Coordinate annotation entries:
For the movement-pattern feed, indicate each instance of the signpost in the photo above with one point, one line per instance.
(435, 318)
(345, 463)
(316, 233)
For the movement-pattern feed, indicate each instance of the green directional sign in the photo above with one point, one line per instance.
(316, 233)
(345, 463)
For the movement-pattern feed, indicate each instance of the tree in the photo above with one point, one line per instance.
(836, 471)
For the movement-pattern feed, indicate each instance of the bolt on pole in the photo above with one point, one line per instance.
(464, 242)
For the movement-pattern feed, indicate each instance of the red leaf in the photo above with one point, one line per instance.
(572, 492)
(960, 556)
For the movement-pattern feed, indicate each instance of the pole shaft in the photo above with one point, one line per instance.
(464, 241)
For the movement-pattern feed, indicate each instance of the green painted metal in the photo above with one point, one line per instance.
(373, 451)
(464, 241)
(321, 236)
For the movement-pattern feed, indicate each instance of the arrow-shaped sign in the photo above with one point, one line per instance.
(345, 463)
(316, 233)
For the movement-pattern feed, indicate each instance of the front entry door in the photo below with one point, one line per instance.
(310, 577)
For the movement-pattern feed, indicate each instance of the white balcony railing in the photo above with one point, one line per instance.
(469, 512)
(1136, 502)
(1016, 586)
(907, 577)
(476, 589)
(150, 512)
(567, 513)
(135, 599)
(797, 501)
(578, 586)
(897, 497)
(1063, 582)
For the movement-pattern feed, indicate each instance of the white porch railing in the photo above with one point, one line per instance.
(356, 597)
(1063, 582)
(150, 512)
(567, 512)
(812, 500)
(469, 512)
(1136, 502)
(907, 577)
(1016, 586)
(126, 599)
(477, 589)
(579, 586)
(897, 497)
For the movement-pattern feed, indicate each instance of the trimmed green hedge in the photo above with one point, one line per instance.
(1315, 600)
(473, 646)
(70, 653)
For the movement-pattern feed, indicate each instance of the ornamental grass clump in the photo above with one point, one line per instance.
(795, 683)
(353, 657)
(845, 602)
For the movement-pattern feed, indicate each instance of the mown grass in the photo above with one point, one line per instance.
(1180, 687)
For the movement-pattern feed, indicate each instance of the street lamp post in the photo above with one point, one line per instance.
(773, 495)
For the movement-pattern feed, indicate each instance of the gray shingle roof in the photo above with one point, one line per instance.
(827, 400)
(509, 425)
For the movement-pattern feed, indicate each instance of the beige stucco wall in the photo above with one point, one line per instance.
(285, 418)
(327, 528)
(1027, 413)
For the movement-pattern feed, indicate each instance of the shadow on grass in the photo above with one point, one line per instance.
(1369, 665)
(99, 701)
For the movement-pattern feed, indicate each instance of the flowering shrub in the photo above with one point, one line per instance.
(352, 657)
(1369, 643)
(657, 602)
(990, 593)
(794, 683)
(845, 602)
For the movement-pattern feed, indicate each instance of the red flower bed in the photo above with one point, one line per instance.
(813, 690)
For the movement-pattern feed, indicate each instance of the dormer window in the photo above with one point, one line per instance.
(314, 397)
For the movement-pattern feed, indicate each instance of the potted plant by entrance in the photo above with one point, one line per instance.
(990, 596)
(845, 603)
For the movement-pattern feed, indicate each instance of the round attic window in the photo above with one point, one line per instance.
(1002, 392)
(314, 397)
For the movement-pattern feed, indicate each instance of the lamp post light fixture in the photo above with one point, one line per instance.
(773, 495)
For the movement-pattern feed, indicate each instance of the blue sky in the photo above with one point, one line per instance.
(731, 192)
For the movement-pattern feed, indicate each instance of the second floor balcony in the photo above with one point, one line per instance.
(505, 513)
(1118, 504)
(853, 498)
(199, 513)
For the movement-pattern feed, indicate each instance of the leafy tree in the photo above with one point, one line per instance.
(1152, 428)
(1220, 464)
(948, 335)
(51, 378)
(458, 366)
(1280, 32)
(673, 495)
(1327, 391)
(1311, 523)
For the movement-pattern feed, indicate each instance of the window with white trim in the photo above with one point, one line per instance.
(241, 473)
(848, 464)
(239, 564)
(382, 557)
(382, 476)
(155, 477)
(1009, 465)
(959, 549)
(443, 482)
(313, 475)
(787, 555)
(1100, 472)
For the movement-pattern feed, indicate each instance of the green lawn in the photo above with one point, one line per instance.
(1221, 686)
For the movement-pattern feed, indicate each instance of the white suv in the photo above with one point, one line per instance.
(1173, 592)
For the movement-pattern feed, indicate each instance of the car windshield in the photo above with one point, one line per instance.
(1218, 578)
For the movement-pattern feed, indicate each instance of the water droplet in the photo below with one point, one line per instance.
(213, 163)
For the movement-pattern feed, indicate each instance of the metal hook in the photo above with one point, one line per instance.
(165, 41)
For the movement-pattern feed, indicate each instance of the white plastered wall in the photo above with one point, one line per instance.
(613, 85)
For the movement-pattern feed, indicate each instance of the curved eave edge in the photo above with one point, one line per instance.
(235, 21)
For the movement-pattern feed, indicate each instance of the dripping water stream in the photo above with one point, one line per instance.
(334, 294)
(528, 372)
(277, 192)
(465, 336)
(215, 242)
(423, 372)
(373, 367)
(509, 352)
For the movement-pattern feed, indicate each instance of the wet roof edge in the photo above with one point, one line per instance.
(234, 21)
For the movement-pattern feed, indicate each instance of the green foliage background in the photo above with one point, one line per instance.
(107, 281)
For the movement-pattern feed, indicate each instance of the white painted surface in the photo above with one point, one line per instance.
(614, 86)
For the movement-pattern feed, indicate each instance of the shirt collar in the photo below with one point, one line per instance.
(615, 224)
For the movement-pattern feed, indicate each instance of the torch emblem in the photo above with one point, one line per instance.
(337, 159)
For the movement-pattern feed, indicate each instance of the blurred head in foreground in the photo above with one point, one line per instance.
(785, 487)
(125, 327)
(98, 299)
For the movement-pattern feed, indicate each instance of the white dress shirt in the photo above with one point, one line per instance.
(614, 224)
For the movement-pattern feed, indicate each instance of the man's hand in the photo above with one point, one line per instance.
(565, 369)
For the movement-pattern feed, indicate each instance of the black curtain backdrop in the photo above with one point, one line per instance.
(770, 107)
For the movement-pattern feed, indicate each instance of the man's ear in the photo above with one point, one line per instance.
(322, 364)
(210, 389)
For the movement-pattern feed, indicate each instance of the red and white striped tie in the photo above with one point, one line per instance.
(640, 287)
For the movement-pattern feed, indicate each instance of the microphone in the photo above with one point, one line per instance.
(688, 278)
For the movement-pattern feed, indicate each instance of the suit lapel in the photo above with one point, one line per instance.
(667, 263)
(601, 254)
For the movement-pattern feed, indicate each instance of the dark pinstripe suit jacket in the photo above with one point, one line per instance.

TASK GOAL: Transcribe the material above in its entirety. Match it exactly.

THE OUTPUT:
For the movement-pattern feed, indicate each instance of the signpost in the photo above with one point, one line per instance.
(435, 318)
(345, 463)
(316, 233)
For the movement-pattern feed, indicate each instance of the green directional sign in the photo above with one point, one line per instance.
(316, 233)
(345, 463)
For the movement-pattern feed, indicate each instance of the tree in the photo above with one point, one line per instance.
(836, 471)
For the movement-pattern feed, indicate each instance of the bolt on pole in the photo above with one point, one line per instance.
(464, 242)
For the movement-pattern feed, indicate each instance of the red leaf in the photo above with one point, one line per instance.
(572, 492)
(960, 556)
For the movement-pattern feed, indicate each instance of the pole shaft in the photo above with one point, one line per instance.
(464, 241)
For the movement-pattern feed, indicate each instance of the green painted metal in the photo above with one point, one line per instance.
(373, 451)
(464, 241)
(321, 236)
For the movement-pattern feed, indicate each instance of the arrow-shaped sign in the photo above with one point, one line per instance.
(345, 463)
(316, 233)
For the movement-pattern feed, indicate each instance of the front entry door in the photo below with one point, one line per instance.
(310, 577)
For the movement-pattern feed, indicate each instance of the white balcony railing in the photo above with one point, one line per instance.
(469, 512)
(1136, 502)
(1016, 586)
(907, 577)
(476, 589)
(150, 512)
(567, 513)
(135, 599)
(797, 501)
(578, 586)
(897, 497)
(1063, 582)
For the movement-pattern feed, indicate each instance of the white porch railing in the photo above with one point, one line per instance.
(356, 597)
(1063, 582)
(150, 512)
(567, 512)
(812, 500)
(469, 512)
(1136, 502)
(907, 577)
(1016, 586)
(126, 599)
(477, 589)
(579, 586)
(897, 497)
For the movement-pattern feed, indicate each instance of the trimmed green hedge in the photo above with one point, one line per instance.
(1315, 600)
(473, 646)
(70, 653)
For the movement-pattern feed, indicate each instance of the ornamental grass clump in the photo above with one point, one line per instance.
(795, 683)
(353, 657)
(845, 602)
For the movement-pattern feed, indicate each instance of the mown grass in the photo above with one point, one line per instance.
(1180, 687)
For the movement-pattern feed, indicate each instance of the street lamp post in the photo above with one point, one line per instance.
(773, 495)
For the movement-pattern feed, indicate each instance of the gray shingle roof in the photo above with one point, one line per instance.
(827, 400)
(509, 425)
For the movement-pattern feed, indicate each instance of the beige stucco wall in the photo above with one point, one line per instance.
(285, 418)
(327, 528)
(1027, 413)
For the movement-pattern feed, indicate each instance of the shadow on grass in the photo above with one point, one line per instance.
(1369, 665)
(99, 701)
For the movement-pattern feed, indicate each instance of the flowering shrub in the photo above with one point, one line per instance.
(352, 657)
(1369, 643)
(657, 602)
(990, 593)
(794, 683)
(845, 602)
For the movement-pattern feed, indicate each instance of the red flower bed in the photo above with one point, one line per instance.
(813, 690)
For the movement-pattern feed, indicate each instance of the dormer window in the photo above with one point, one line per instance.
(314, 397)
For the movement-pattern feed, indicate each instance of the potted plant by entrance in the photo above with one point, one line per instance.
(990, 596)
(845, 603)
For the movement-pattern feed, indicate each instance of the round attic window in the photo above with one point, one line per instance.
(1002, 392)
(314, 397)
For the movement-pattern feed, indicate each instance of the lamp post light fixture in the photo above with one point, one line per instance.
(773, 495)
For the movement-pattern feed, indicate each instance of the blue sky in the photo above with one point, one line per instance.
(731, 192)
For the movement-pattern feed, indicate each instance of the second floor balcony in the photo above with one point, one line per instance.
(505, 513)
(1118, 504)
(853, 498)
(199, 513)
For the movement-pattern feed, indicate each instance of the leafy tree in the photo above with one point, one line per instance.
(1152, 428)
(1220, 464)
(948, 335)
(51, 378)
(458, 366)
(1280, 32)
(673, 495)
(1327, 391)
(1311, 523)
For the movement-pattern feed, indicate each instance of the window with white trim in the photo above with one point, one line per instance.
(241, 473)
(848, 464)
(239, 564)
(382, 557)
(382, 476)
(155, 477)
(1009, 465)
(959, 549)
(443, 482)
(313, 475)
(787, 555)
(1100, 472)
For the movement-pattern feed, indicate each instance of the green lawn in the photo above with one point, one line per instance.
(1221, 686)
For the movement-pattern feed, indicate each instance of the white suv in the photo above with one point, one line per instance.
(1173, 592)
For the movement-pattern feed, indicate each instance of the car windshield in the photo above with one point, one line per instance.
(1218, 578)
For the movement-pattern feed, indicate each instance of the water droplet in the photo below with one point, one line per instance.
(213, 163)
For the movement-pattern feed, indicate each instance of the metal hook in the photo above with one point, one line per instance.
(165, 41)
For the movement-pattern feed, indicate each instance of the white plastered wall in the photo above with one point, one line per instance.
(613, 85)
For the movement-pattern feed, indicate each instance of the curved eave edge in the photo above with one point, one line per instance.
(235, 21)
For the movement-pattern feed, indicate each instance of the dripping water stream in the photo above with one point, one line per instance.
(334, 294)
(528, 372)
(277, 192)
(465, 336)
(215, 242)
(423, 372)
(373, 367)
(509, 352)
For the movement-pattern feed, indicate each instance of the wet roof edge in the photo above with one point, one line per instance.
(234, 21)
For the movement-pattern feed, indicate each instance of the green foliage background in the photo above with one point, one line per instance.
(107, 281)
For the movement-pattern feed, indicate each instance of the white painted surface in the photo above with one point, one line per instance.
(614, 86)
For the movement-pattern feed, indicate each instance of the shirt collar in the photo below with one point, one line per instance.
(615, 224)
For the movement-pattern feed, indicate each instance of the torch emblem in the photo above with one point, one line per instance.
(337, 159)
For the movement-pattern feed, indicate each instance of the blurred head in foreground in the photo above with one point, one line per instance.
(785, 487)
(125, 327)
(98, 299)
For the movement-pattern feed, indicate each instance of the white dress shirt in the photo above with one point, one line per instance.
(614, 224)
For the movement-pattern feed, indicate each instance of the man's hand in the photo above with one point, one line per instance.
(565, 369)
For the movement-pattern feed, indicate each instance of the black curtain backdrop in the photo above with one point, one line per instance.
(770, 107)
For the movement-pattern feed, indicate each instance of the man's ear in the photo above with one point, one line per instance.
(322, 364)
(210, 389)
For the movement-pattern feed, indicate each instance of the red and white striped tie in the photo above with one point, one line per instance.
(640, 287)
For the movement-pattern feed, indicate each instance of the microphone in the photo above with one point, one line per instance.
(688, 278)
For the movement-pattern feed, indicate each instance of the suit lapel in the photo above with one point, one line per instance.
(667, 263)
(601, 254)
For the movement-pattern feed, indicate each instance of the dark pinstripe suit jacket in the photo above with one point, one line per instance.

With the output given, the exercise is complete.